Exercise requirements » Retype every entry below without altering anything.
──────── Given records
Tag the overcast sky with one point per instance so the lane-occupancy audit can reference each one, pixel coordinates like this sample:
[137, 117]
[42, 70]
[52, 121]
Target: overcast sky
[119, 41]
────────────────
Solution to this problem »
Tag the overcast sky with one point per instance so the lane-occupancy audit can reference each one, pixel coordinates like this sample:
[137, 117]
[42, 70]
[52, 121]
Target: overcast sky
[119, 41]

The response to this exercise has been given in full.